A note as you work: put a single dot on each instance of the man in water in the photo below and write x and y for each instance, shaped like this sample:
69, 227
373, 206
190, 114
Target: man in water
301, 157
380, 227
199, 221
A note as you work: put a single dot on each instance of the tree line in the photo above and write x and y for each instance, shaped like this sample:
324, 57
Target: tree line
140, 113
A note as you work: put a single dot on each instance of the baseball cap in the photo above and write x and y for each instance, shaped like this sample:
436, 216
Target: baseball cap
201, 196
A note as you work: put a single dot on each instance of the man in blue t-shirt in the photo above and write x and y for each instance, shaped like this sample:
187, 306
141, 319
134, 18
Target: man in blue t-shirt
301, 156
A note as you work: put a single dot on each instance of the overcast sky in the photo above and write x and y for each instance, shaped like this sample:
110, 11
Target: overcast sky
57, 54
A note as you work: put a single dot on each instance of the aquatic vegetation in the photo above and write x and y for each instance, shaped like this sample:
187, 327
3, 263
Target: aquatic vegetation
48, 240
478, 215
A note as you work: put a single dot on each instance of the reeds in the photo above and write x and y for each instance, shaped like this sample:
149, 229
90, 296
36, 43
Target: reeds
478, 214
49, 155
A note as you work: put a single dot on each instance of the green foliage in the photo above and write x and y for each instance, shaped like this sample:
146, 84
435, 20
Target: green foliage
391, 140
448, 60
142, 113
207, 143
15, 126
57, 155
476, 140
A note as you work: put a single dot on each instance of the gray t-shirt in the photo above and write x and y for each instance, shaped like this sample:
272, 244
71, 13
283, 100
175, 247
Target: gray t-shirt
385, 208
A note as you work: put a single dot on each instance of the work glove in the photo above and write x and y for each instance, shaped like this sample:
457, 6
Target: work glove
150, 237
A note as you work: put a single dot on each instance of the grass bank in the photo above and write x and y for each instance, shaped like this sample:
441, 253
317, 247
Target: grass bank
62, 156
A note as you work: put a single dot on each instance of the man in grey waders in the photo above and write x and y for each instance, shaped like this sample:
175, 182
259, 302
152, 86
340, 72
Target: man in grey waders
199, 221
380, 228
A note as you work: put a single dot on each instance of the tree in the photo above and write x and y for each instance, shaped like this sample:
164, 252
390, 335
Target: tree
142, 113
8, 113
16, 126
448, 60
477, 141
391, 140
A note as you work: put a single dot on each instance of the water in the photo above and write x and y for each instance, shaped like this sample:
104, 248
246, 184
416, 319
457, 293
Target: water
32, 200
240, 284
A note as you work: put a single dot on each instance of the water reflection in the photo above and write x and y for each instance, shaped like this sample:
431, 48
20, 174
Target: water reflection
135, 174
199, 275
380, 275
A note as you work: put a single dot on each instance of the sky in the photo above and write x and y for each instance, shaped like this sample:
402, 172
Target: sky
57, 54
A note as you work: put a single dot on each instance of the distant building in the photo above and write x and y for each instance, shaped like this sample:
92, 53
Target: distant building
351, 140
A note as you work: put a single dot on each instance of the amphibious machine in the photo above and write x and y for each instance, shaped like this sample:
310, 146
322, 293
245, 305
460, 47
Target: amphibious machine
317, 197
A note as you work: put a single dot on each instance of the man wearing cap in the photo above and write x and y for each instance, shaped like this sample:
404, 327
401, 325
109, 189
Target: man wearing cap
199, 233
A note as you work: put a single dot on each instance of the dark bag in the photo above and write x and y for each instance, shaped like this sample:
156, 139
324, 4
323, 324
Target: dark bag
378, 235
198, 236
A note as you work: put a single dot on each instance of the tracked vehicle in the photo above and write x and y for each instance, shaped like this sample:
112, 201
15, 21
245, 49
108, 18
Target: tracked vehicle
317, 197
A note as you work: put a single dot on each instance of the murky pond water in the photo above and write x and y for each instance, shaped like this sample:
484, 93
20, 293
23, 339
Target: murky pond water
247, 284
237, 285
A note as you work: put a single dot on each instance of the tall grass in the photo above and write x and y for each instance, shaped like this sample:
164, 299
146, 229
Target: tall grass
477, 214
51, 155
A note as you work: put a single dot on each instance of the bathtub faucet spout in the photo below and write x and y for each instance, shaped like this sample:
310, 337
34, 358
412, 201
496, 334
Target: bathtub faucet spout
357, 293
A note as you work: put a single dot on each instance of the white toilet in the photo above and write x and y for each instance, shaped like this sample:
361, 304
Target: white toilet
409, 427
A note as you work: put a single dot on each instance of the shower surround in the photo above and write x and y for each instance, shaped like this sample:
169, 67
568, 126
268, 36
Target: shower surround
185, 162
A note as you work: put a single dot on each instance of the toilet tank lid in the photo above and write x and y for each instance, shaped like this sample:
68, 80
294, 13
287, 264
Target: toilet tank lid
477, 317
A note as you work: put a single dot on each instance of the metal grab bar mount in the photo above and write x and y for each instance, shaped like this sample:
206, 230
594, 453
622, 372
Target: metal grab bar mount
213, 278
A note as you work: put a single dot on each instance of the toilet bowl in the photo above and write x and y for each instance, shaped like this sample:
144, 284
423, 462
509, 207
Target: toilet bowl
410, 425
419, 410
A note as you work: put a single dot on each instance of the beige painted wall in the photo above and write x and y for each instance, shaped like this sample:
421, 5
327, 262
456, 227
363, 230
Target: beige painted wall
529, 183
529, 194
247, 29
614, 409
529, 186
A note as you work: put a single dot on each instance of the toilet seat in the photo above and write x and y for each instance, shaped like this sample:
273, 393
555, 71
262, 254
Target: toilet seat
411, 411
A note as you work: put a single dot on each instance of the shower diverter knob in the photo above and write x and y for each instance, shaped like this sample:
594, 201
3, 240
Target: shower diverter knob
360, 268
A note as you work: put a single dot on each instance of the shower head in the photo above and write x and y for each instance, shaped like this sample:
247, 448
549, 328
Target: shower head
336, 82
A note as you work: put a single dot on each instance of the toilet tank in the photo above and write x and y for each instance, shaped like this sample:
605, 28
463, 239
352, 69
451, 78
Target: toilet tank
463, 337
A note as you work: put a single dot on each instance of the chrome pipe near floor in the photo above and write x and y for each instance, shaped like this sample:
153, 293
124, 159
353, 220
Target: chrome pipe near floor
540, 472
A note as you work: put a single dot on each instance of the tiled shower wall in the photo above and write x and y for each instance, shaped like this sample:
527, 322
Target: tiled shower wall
============
WHAT YOU SHOULD DO:
All of the data above should be reproduced exactly, with nothing missing.

RESPONSE:
A note as you work: put a single dot on each instance of the man in water in the photo below and write x and y for each instance, shaped like this sample:
69, 227
373, 206
190, 114
Target: man in water
301, 157
380, 227
199, 221
A note as you work: put a single dot on each instance of the tree line in the photo above and write x and y for each instance, shaped like this sample:
324, 57
Target: tree line
140, 113
A note as you work: put a single dot on each instance of the baseball cap in the photo above and write x and y for each instance, shaped like this sample:
436, 216
Target: baseball cap
201, 196
A note as you work: put a single dot on each instance of the man in blue t-shirt in the photo above and write x and y for each instance, shaped like this sample:
187, 306
141, 319
134, 18
Target: man in blue t-shirt
301, 156
A note as you work: put a single dot on each instance of the overcast sky in the photo above and write x and y for each instance, shaped like this sample:
110, 11
Target: overcast sky
57, 54
A note as you work: put a single dot on each instance of the aquatic vegetation in the photo above and write x and y for each instance, shaped like this sample:
187, 327
3, 263
Target: aquatic vegetation
48, 240
478, 215
A note as you work: put a single dot on each instance of the reeds in the photo above and write x and y for each instance, shaped like this sample:
149, 229
90, 296
36, 43
Target: reeds
478, 214
49, 155
A note as you work: put a single dot on each instance of the green foliage in the photo above and write x and y for each instance, shaped like this sample:
146, 84
435, 20
Target: green foliage
391, 140
448, 60
142, 113
207, 143
15, 126
57, 155
476, 140
A note as you work: put a single dot on each instance of the gray t-shirt in the photo above and write x and y for each instance, shaped like this sample:
272, 244
71, 13
283, 100
175, 247
Target: gray t-shirt
385, 208
A note as you work: put a single dot on each instance of the work glove in the photo above and write x and y for each instance, shaped like this sample:
457, 6
Target: work glove
150, 237
A note as you work: put a single dot on each instance of the grass bank in the photo above and write x and y for each instance, shaped like this sample:
441, 253
317, 247
Target: grass bank
62, 156
A note as you work: put a single dot on each instance of the man in grey waders in the photo above and write x and y for each instance, shaped like this sample:
175, 182
259, 302
152, 86
340, 72
Target: man in grey waders
199, 221
380, 228
A note as you work: put a single dot on each instance of the tree in the photo above and write x and y for each instance, shaped like this sample:
164, 252
390, 335
Target: tree
142, 113
8, 113
16, 126
448, 60
477, 141
391, 140
A note as you work: put a single dot on each instance of the water in the photo above and write x and y for each instance, shaped like this sample:
104, 248
246, 184
416, 319
457, 293
Target: water
32, 200
240, 284
A note as you work: put a single dot on each instance of the water reflection in the photo above and write x and y for each instance, shaped like this sample:
431, 48
20, 174
Target: water reflection
135, 174
199, 275
380, 275
A note as you work: put a single dot on each instance of the sky in the photo above and write x and y for each instance, shaped like this sample:
402, 172
Target: sky
57, 54
A note as you work: put a single dot on each instance of the distant building in the photo above and write x and y for each instance, shaped like this sample:
92, 53
Target: distant building
351, 140
A note as you work: put a single dot on each instance of the amphibious machine in the photo above and write x and y for each instance, shaped like this sample:
310, 146
322, 293
245, 305
460, 47
Target: amphibious machine
317, 197
A note as you work: put a single dot on each instance of the man wearing cap in the photo above and write x and y for each instance, shaped like this sample:
404, 327
401, 325
109, 189
Target: man wearing cap
199, 233
A note as you work: put a single dot on each instance of the dark bag in the photo above and write x and y for each instance, shaped like this sample:
156, 139
324, 4
323, 324
Target: dark bag
378, 235
198, 236
A note as you work: put a single dot on each instance of the tracked vehicle in the photo above and write x and y for each instance, shaped like this sample:
112, 201
15, 21
245, 49
108, 18
Target: tracked vehicle
317, 197
A note as you work: put a single dot on each instance of the murky pond water in the photo above and write x and y for each instance, shaped like this sample:
484, 93
20, 293
23, 339
Target: murky pond water
247, 284
237, 285
A note as you work: put a single dot on each instance of the tall grass in the photo above and write x and y for each instance, shaped like this sample:
164, 299
146, 229
Target: tall grass
477, 214
51, 155
A note as you work: put a single dot on each instance of the bathtub faucet spout in the photo below and write x and y for each instance, shaped like this sample:
310, 337
34, 358
412, 201
496, 334
Target: bathtub faucet spout
357, 293
A note as you work: put a single dot on each instance of the white toilet in the photo above and write x and y for each instance, shaped like this sample:
361, 304
Target: white toilet
409, 427
A note as you work: put a single dot on each instance of the shower surround in the photo above and write x and y for each instance, shaped like this sample:
169, 67
568, 126
268, 36
Target: shower surround
185, 162
A note as you work: put a single dot on each instance of the toilet tank lid in the photo above and write x and y for each instance, shaped like this sample:
68, 80
294, 13
287, 264
Target: toilet tank lid
477, 317
A note as you work: put a single dot on each instance of the metal grab bar mount in the photo above and write x and y for each instance, shaped like this sample:
206, 230
594, 453
622, 372
Target: metal grab bar mount
213, 278
A note as you work: put a single dot on each instance of the toilet bowl in the photo above and write x and y for each instance, shaped like this sample:
144, 284
423, 462
509, 207
Target: toilet bowl
410, 425
419, 410
A note as you work: put a single dot on each instance of the beige painted wall in the photo above and write x and y for each instance, shaped like this sample:
421, 5
327, 262
456, 227
363, 230
Target: beige painted wall
529, 183
529, 194
247, 29
614, 409
529, 186
A note as you work: put a single dot on each instance of the toilet seat in the photo above and write x and y for each instance, shaped like this sample:
273, 393
555, 71
262, 254
Target: toilet seat
411, 411
A note as you work: put a single dot on each instance of the shower diverter knob in the photo above and write x and y for each instance, shaped like this sample:
594, 201
3, 240
Target: shower diverter knob
360, 268
A note as you work: put a single dot on each instance of the shower head in the photo above and write x and y for each instance, shaped like this sample:
247, 448
549, 328
Target: shower head
336, 82
A note as you work: put a single dot on each instance of the toilet tank in the photo above and write x and y for each instance, shaped like this sample:
605, 28
463, 239
352, 69
451, 78
Target: toilet tank
463, 337
A note as you work: put a single dot on each instance of the chrome pipe near floor in the photo above and write x and y for each instance, shaped like this sample:
153, 293
124, 159
353, 220
Target: chrome pipe near floor
540, 472
A note as you work: put a single dot on each instance of the tiled shower wall in the photo above and write x and y for each instance, shaped like this sample:
527, 322
Target: tiled shower wall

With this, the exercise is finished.